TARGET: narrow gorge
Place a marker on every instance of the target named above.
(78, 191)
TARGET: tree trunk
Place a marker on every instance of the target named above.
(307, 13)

━━━━━━━━

Exercise requirements:
Give every part of the material again, exactly as written.

Result of this exercise:
TARGET: narrow gorge
Place a marker on every instance of the target named above.
(78, 191)
TARGET: tree trunk
Place a marker on every instance of the target named above.
(307, 13)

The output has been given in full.